**Task instructions:** Locate every line in the records below that holds the word "shadow" and return each one.

[Point-per-instance localization data]
※ ※ ※

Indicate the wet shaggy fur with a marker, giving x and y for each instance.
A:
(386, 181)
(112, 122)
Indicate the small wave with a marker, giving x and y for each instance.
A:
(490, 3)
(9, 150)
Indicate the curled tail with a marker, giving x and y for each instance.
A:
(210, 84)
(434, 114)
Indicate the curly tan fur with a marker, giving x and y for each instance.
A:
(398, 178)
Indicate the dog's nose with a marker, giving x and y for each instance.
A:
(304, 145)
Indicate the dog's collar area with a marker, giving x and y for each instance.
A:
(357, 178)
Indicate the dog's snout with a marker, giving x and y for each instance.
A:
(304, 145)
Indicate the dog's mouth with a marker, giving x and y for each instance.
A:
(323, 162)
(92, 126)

※ ※ ※

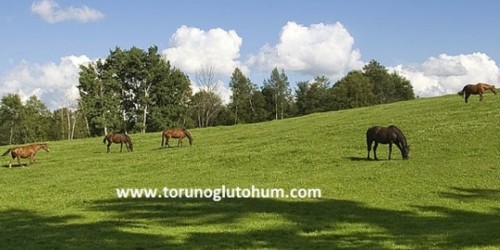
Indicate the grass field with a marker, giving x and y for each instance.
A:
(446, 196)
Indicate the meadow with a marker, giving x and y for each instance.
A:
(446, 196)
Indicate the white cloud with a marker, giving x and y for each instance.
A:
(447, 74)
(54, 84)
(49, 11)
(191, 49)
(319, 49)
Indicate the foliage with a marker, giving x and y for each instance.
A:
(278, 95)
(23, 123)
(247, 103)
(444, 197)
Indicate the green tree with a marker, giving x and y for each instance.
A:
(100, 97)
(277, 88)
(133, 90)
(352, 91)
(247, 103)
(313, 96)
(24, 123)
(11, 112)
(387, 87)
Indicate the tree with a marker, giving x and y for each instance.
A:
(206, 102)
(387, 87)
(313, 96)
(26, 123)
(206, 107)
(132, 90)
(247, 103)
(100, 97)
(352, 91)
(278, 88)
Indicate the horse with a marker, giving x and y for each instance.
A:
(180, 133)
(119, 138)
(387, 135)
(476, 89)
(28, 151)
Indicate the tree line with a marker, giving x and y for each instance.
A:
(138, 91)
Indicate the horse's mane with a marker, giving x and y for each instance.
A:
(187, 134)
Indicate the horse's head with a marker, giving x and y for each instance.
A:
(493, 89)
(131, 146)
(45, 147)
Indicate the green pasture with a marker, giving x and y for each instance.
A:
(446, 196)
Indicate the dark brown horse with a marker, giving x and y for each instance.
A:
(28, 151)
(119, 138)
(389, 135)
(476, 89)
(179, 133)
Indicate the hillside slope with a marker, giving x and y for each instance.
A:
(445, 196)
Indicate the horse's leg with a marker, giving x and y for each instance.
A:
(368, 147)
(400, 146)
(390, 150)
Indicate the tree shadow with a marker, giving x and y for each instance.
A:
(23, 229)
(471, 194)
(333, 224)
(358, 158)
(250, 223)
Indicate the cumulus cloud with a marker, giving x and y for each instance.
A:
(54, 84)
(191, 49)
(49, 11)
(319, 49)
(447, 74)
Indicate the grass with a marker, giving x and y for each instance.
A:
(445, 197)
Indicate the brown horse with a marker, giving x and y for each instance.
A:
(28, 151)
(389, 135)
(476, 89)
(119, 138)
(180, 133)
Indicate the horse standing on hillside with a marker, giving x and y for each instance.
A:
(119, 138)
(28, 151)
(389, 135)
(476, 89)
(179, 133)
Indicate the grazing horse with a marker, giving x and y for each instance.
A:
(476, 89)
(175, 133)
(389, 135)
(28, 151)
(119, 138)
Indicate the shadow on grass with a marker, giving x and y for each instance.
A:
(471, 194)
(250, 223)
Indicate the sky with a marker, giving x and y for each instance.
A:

※ ※ ※

**Answer area:**
Indicate the tree shadow with a marker, giving x and y for each instance.
Indicate the shadow on grass with a marker, giving x and y for each instance.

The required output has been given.